■ **WHAT IS REQUIRED**:
Rewrite the entries below, replacing every "rough mask" with "coarse mask" and keeping all other text unchanged. Leave the pictures out.
=== ENTRIES SHOWN ===
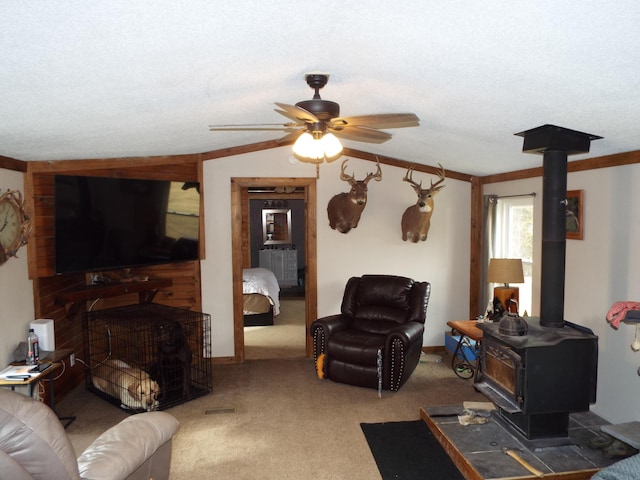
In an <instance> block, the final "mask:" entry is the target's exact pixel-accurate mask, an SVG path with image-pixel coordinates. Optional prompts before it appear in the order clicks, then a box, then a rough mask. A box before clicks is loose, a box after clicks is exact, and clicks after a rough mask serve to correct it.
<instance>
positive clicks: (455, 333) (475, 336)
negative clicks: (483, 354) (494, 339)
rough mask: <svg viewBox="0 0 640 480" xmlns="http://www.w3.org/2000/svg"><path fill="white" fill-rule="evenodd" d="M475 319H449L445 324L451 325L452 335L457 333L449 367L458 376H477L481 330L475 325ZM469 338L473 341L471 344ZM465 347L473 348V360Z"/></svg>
mask: <svg viewBox="0 0 640 480" xmlns="http://www.w3.org/2000/svg"><path fill="white" fill-rule="evenodd" d="M477 323H478V321H477V320H450V321H448V322H447V325H448V326H449V327H451V332H452V333H453V334H454V335H459V336H460V338H459V339H458V344H457V345H456V349H455V351H454V352H453V358H452V359H451V368H453V371H454V372H455V373H456V375H458V376H459V377H460V378H465V379H468V378H472V377H473V378H477V376H478V370H479V367H480V357H479V355H478V352H479V350H480V344H481V342H482V335H483V333H482V330H480V329H479V328H478V327H477ZM470 340H473V341H474V342H475V345H472V343H471V342H470ZM467 348H473V349H475V353H476V358H475V361H473V360H470V359H469V358H468V357H467V354H466V352H465V350H466V349H467Z"/></svg>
===
■ **RESULT OF THE EXERCISE**:
In an <instance> block, the final "mask:" entry is the target's exact pixel-accurate mask, an SVG path with image-pixel coordinates. Optional prompts before it appear in the order clicks, then a box, then a coarse mask. A box before clicks is loose, a box after clicks is exact, and clicks after a coarse mask serve to correct it.
<instance>
positive clicks: (455, 333) (475, 336)
negative clicks: (483, 354) (494, 339)
coarse mask: <svg viewBox="0 0 640 480" xmlns="http://www.w3.org/2000/svg"><path fill="white" fill-rule="evenodd" d="M475 319H449L445 324L451 325L452 335L457 333L449 367L458 376H477L481 330L475 325ZM469 338L473 341L471 344ZM465 347L473 348V360Z"/></svg>
mask: <svg viewBox="0 0 640 480" xmlns="http://www.w3.org/2000/svg"><path fill="white" fill-rule="evenodd" d="M477 323H478V321H477V320H450V321H448V322H447V325H448V326H449V327H451V332H452V333H453V334H454V335H459V336H460V338H459V339H458V344H457V345H456V349H455V351H454V352H453V358H452V359H451V368H453V371H454V372H455V373H456V375H458V376H459V377H460V378H465V379H468V378H472V377H473V378H477V376H478V370H479V367H480V357H479V355H478V352H479V350H480V344H481V342H482V335H483V333H482V330H480V329H479V328H478V327H477ZM470 340H473V341H474V342H475V345H472V343H471V342H470ZM467 348H473V349H475V353H476V358H475V361H473V360H470V359H469V358H468V357H467V354H466V352H465V350H466V349H467Z"/></svg>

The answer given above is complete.